• [PASSAGE TO READ]:
───
Love Education is a 2017 Chinese-Taiwanese drama film directed and co-written by Sylvia Chang. It stars Chang, Tian Zhuangzhuang, Lang Yueting, Song Ningfeng, and Wu Yanshu. It focuses on three generations of women in Henan Province.

The film received critical acclaim, with many praising the screenplay and direction, as well as the performances of Wu, Tian, and Chang.

Plot
Love Education is a story of family and love, involving three women of different ages. Weiwei, nearly 30, has reached the age where she is able to marry. Her love life is in danger of her past, with her work causing troubles with her mother, Huiying, unable to understand it fully. Huiying is a middle-aged teacher who is about to retire, and takes on all arrangements after her mother's death, as she and her husband, Xiaoping, depend on each other but the couple suffer from emotional miscommunication. Nana, the 90-year-old grandma who has lived alone for decades, finds her life interrupted Huiying's sudden visit, and brings up the history of a bittersweet love affair. Through the three generations of women who share different views on life and love, they must find a way to connect as they meet together.
───
• [EXERCISE SET]:
#1 Quote the passage on Love Education word for word, starting at "Love Education is a 2017" and ending at "Tian, and Chang.".
#2 In the passage on Love Education, which province are the three generations of women from?
The items that come after the passage on Love Education are separate material.

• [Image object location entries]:
───
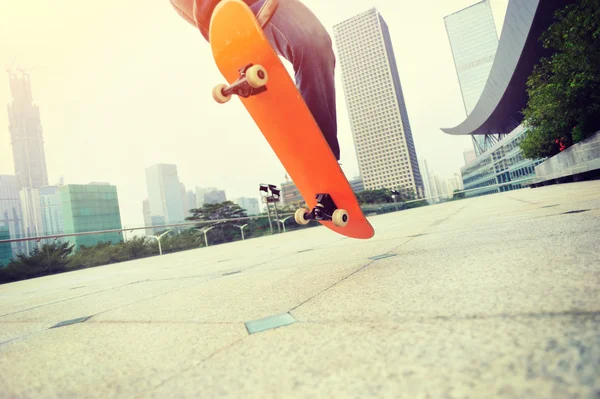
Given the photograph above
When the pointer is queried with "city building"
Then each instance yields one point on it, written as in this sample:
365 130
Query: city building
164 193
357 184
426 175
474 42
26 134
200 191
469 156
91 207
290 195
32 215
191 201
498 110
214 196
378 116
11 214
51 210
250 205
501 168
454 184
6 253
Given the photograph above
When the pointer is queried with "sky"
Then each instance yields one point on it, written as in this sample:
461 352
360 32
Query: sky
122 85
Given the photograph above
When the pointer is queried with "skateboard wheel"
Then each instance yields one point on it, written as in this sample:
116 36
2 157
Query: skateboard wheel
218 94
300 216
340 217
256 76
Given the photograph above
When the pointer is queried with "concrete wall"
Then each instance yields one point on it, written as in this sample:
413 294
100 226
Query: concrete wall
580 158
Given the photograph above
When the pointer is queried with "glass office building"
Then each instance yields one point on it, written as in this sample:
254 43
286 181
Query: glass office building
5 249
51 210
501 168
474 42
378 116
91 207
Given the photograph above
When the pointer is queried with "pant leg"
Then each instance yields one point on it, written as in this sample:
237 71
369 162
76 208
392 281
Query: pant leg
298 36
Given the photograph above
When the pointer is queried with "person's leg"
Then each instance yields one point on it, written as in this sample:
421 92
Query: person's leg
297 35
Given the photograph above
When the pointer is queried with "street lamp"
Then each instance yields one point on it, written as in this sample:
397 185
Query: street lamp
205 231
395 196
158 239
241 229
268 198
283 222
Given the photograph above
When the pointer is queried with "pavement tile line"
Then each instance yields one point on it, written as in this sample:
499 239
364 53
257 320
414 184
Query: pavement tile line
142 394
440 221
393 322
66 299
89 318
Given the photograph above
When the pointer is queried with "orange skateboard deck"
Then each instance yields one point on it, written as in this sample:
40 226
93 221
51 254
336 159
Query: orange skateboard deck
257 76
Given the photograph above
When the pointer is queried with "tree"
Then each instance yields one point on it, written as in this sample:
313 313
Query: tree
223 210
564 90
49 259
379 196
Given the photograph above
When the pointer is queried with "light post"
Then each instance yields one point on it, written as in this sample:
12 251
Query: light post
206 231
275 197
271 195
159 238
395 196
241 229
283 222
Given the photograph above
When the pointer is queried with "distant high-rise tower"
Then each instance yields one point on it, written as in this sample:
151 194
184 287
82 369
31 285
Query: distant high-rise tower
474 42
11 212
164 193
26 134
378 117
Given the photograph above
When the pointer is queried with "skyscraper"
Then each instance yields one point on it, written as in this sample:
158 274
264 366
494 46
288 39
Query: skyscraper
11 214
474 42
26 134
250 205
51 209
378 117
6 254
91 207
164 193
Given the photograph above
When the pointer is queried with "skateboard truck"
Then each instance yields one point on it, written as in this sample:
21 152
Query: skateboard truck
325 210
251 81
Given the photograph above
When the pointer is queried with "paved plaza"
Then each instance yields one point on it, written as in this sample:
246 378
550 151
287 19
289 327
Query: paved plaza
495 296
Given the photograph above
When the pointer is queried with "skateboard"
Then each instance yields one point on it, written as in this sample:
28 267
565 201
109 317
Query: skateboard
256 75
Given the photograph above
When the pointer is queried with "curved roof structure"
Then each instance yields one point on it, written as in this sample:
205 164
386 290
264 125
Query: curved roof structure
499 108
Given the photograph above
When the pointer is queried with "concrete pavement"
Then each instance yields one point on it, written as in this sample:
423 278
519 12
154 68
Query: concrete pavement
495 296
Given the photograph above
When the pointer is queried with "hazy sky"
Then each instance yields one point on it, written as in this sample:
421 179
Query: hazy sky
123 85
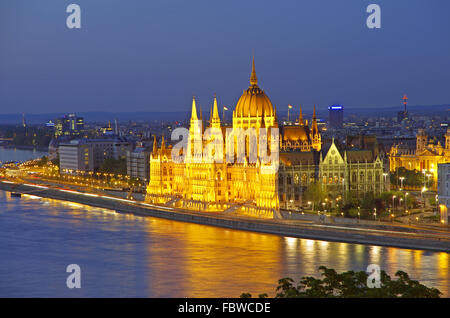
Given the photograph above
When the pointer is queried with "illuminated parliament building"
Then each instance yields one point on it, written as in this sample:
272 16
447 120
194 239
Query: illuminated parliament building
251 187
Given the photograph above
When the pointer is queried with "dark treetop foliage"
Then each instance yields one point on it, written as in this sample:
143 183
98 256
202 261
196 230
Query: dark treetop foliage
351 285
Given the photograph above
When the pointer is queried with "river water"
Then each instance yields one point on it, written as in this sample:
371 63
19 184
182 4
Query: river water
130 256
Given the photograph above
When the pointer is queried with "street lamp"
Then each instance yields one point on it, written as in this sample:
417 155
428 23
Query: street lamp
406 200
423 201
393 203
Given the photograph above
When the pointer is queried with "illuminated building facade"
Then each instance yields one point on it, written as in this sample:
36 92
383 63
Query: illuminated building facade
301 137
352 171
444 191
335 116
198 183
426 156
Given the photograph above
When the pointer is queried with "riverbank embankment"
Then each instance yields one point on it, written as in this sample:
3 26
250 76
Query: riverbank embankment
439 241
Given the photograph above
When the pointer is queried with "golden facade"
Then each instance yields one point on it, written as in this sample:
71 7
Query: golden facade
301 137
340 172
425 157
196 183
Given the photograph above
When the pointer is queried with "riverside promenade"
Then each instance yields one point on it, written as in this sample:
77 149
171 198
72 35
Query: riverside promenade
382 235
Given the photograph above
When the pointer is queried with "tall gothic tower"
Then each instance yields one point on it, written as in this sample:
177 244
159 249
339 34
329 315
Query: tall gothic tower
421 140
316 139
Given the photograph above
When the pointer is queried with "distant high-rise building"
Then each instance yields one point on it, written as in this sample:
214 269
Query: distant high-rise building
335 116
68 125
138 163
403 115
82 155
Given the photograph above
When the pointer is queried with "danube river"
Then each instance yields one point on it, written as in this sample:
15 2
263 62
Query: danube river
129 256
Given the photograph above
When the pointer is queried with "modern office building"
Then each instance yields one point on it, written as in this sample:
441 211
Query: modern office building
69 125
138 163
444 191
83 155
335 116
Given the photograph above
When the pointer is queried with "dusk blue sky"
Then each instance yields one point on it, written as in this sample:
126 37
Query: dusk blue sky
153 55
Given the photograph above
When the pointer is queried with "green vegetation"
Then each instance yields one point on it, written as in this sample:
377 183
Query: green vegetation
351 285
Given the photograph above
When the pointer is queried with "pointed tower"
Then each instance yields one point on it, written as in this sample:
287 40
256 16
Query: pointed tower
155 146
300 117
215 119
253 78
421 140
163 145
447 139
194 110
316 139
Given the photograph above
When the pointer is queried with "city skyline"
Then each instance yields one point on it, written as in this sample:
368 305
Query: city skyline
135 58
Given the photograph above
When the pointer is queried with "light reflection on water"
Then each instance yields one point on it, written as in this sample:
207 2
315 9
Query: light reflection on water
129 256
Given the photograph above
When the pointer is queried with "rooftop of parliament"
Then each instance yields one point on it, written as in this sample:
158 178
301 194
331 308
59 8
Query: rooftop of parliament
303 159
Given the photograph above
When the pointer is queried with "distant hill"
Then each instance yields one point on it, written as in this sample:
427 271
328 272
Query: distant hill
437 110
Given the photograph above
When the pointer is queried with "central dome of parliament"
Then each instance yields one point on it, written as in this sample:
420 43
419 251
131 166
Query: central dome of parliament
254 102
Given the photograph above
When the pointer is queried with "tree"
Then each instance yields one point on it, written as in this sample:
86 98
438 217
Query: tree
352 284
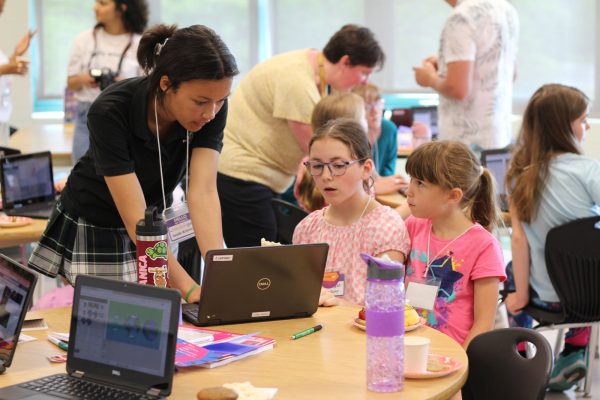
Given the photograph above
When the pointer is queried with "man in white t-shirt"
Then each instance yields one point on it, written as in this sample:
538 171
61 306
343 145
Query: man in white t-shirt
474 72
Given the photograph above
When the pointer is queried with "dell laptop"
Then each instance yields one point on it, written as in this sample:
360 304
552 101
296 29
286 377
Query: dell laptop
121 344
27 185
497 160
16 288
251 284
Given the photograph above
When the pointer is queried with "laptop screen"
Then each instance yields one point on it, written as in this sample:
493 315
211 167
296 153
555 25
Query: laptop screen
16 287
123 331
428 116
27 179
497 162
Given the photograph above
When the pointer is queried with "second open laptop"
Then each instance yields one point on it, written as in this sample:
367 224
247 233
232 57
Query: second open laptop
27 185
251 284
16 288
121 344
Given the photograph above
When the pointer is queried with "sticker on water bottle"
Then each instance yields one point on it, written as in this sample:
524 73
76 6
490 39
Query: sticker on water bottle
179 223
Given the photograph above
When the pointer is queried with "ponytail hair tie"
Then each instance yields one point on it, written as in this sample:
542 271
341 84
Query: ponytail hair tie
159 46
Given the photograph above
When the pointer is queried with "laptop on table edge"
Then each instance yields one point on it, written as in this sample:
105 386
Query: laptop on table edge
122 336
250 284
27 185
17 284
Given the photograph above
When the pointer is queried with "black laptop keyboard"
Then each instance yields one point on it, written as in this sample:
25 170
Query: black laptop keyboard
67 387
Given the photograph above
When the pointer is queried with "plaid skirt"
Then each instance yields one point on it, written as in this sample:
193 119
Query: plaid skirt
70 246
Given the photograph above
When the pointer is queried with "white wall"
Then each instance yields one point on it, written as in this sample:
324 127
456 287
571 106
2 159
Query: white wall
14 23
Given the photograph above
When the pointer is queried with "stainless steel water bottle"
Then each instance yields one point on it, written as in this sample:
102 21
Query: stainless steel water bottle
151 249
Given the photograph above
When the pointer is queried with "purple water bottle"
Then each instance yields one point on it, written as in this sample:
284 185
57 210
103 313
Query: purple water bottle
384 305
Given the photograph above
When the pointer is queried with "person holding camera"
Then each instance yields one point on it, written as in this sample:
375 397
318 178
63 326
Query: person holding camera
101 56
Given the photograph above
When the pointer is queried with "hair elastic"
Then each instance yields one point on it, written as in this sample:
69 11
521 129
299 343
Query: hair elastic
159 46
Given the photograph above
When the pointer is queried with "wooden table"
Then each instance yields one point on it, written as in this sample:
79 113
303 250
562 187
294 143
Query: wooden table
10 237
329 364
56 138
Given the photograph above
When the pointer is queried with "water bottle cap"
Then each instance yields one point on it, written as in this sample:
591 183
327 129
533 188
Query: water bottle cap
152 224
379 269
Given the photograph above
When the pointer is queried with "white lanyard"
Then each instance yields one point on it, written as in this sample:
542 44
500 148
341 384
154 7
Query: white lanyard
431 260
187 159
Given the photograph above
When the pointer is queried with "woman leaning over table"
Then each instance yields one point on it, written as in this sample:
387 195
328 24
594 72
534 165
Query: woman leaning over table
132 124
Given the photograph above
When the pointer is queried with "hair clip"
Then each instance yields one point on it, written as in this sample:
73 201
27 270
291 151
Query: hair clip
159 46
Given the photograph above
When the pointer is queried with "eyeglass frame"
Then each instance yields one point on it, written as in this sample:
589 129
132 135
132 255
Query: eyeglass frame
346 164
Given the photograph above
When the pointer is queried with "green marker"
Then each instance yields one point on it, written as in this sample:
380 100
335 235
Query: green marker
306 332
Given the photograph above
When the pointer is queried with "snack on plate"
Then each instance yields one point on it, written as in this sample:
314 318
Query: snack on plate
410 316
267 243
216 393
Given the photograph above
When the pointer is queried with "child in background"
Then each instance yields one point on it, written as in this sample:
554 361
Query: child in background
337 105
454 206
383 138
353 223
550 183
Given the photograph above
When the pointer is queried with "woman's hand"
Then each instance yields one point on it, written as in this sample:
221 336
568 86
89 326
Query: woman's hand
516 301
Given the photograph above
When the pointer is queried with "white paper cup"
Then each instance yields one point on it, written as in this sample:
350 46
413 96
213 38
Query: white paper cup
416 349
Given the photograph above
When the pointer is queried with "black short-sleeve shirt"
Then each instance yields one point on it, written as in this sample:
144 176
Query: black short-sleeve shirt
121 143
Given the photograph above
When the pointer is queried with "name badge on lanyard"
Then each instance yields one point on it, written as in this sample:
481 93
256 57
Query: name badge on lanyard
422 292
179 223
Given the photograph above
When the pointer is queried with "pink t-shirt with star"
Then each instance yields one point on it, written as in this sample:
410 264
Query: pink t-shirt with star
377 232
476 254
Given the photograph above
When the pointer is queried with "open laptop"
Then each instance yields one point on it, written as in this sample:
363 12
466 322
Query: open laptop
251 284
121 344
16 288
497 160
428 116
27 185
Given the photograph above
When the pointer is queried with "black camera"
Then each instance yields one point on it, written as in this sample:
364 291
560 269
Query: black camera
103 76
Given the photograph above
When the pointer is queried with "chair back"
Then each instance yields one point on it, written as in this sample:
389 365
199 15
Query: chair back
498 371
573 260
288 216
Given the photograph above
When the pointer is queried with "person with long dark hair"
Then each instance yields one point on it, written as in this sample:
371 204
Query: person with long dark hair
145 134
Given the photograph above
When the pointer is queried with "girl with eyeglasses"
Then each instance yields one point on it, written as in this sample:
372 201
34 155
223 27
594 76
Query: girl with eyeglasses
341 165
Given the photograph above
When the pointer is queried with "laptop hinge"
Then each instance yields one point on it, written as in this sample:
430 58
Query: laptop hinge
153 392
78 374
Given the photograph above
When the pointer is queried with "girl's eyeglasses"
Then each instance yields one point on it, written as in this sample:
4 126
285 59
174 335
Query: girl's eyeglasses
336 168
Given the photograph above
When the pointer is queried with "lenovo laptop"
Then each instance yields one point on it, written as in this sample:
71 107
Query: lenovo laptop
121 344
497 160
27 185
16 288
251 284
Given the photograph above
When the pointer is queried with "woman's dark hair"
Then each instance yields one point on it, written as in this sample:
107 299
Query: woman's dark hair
───
• [PER-TASK ANSWERS]:
#1
Love Education is a 2017 Chinese-Taiwanese drama film directed and co-written by Sylvia Chang. It stars Chang, Tian Zhuangzhuang, Lang Yueting, Song Ningfeng, and Wu Yanshu. It focuses on three generations of women in Henan Province.

The film received critical acclaim, with many praising the screenplay and direction, as well as the performances of Wu, Tian, and Chang.

#2 Henan Province.